» **Records supplied**:
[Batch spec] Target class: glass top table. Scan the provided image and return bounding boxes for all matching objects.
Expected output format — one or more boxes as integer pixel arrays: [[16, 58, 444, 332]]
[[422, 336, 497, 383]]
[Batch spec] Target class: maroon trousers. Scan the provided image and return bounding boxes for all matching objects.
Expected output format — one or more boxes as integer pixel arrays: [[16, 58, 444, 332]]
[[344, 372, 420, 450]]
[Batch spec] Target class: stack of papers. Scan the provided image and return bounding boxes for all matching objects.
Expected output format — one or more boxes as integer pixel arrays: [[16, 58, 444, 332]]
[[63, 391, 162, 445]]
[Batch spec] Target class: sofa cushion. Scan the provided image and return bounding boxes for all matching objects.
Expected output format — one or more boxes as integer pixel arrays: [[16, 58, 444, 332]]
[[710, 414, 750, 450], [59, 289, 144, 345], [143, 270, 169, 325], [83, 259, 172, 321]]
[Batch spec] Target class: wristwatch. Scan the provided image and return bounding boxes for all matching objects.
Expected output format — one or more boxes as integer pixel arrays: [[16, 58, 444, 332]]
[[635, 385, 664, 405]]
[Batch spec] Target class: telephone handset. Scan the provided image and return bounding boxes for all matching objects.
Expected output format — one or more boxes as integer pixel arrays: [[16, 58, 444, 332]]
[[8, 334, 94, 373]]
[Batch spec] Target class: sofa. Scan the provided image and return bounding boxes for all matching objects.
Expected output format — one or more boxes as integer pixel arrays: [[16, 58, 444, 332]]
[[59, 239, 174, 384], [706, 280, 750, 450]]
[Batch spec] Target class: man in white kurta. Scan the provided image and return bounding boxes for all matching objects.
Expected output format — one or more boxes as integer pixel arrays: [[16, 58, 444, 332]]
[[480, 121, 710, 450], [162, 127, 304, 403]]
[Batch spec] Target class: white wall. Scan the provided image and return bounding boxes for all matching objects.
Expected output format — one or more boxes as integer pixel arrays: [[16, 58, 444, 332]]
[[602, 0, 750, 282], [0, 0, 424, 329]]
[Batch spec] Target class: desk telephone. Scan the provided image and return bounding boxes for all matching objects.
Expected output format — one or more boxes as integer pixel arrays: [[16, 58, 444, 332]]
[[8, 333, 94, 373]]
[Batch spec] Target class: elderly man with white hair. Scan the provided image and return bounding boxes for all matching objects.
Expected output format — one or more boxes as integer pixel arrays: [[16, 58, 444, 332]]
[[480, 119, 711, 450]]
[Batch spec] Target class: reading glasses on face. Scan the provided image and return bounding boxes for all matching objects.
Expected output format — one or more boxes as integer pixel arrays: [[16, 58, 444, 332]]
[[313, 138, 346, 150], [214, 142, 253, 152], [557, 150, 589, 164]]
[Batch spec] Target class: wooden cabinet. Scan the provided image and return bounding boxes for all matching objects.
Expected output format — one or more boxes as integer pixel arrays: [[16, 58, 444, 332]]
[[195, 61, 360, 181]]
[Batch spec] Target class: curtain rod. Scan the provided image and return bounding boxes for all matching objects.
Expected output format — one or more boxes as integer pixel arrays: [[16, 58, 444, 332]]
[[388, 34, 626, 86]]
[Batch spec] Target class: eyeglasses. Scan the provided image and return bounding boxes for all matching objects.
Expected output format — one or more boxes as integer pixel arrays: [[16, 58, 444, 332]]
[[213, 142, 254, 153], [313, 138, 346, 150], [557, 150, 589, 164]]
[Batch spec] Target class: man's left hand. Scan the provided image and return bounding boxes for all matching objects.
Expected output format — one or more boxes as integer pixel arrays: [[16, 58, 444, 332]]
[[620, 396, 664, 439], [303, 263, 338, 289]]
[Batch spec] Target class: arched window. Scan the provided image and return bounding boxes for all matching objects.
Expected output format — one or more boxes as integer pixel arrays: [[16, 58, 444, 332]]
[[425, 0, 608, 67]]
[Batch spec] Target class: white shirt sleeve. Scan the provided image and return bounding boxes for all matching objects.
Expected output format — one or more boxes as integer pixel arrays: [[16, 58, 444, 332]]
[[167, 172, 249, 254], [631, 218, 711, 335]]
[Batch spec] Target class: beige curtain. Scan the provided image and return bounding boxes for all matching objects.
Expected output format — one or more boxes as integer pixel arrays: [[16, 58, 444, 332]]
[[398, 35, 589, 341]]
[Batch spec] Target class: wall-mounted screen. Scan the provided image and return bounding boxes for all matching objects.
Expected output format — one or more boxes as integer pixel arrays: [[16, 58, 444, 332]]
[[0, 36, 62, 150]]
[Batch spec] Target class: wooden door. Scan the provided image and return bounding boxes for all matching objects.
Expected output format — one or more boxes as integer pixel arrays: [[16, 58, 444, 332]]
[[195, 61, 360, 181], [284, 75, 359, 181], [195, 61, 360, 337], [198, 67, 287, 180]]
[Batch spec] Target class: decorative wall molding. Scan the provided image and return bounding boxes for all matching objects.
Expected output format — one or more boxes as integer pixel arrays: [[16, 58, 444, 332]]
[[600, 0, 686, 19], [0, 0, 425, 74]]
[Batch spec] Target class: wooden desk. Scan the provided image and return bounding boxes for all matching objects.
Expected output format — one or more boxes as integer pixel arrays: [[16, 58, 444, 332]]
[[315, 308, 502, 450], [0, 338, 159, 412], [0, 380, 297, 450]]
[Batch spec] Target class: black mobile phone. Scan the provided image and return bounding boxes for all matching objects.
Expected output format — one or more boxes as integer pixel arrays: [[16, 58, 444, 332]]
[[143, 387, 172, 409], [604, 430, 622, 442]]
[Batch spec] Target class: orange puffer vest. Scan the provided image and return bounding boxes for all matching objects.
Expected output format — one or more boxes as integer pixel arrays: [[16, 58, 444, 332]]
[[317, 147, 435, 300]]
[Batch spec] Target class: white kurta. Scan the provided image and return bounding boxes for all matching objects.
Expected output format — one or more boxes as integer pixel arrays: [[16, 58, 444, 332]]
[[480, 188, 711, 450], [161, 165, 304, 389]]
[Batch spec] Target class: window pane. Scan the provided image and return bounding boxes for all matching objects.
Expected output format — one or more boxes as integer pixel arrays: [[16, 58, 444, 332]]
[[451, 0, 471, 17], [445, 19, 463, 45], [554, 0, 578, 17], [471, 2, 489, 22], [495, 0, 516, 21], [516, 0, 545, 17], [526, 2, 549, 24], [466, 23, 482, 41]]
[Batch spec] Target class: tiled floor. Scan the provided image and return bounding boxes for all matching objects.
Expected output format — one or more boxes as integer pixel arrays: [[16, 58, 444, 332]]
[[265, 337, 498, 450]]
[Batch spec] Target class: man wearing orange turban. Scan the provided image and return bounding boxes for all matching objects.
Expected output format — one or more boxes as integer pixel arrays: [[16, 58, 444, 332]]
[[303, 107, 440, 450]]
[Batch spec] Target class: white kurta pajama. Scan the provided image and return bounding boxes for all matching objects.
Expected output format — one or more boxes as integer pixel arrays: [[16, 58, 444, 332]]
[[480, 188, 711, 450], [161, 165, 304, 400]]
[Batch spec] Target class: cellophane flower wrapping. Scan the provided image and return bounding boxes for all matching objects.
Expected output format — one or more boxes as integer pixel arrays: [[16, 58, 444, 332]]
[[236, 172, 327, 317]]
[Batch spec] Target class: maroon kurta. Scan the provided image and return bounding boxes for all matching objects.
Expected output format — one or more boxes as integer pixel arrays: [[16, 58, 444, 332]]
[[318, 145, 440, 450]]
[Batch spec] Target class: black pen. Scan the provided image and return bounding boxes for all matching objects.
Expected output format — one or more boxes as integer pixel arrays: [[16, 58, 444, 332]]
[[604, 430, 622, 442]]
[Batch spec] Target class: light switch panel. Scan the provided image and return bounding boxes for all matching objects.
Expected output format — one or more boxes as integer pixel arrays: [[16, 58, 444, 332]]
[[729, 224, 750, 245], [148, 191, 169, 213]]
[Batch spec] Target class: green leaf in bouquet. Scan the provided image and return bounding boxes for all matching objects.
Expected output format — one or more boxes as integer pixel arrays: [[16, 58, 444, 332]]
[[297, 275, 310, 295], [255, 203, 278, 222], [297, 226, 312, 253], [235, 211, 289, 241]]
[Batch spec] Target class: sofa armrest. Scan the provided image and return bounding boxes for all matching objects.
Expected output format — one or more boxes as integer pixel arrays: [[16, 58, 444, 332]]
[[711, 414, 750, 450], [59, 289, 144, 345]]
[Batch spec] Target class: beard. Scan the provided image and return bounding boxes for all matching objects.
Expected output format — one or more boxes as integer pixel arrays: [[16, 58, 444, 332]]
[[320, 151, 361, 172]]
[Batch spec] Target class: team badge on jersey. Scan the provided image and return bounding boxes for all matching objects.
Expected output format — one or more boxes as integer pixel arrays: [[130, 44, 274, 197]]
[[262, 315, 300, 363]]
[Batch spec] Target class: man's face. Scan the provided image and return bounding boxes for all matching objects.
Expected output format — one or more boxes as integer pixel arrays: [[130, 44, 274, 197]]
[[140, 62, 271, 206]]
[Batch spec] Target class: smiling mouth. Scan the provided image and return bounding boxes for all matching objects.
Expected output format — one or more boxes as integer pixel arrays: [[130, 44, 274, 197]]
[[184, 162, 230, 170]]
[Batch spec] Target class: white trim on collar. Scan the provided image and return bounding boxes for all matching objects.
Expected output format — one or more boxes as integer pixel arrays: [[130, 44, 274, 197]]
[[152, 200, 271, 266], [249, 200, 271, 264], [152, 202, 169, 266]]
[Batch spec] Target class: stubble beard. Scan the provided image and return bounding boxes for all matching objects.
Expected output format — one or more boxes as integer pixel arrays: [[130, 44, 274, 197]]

» **Aim**:
Turn the stretch of items from the line containing "[Batch spec] Target class: light" through the line containing "211, 289, 241]]" into a numbered list, leaving out any blank lines.

» **Written reply**:
1. [Batch spec] Target class: light switch panel. Scan the provided image and return bounding boxes for all matching objects.
2. Expected output format — one or more boxes as integer pixel arrays: [[16, 58, 444, 332]]
3. [[729, 224, 750, 245], [148, 191, 169, 213]]
4. [Batch spec] Target class: green leaf in bouquet. Scan the provided image and return bounding boxes for all matching objects.
5. Expected output format — one or more boxes as integer pixel arrays: [[16, 58, 444, 332]]
6. [[297, 275, 310, 295], [255, 203, 278, 222], [297, 226, 312, 253], [235, 211, 289, 241]]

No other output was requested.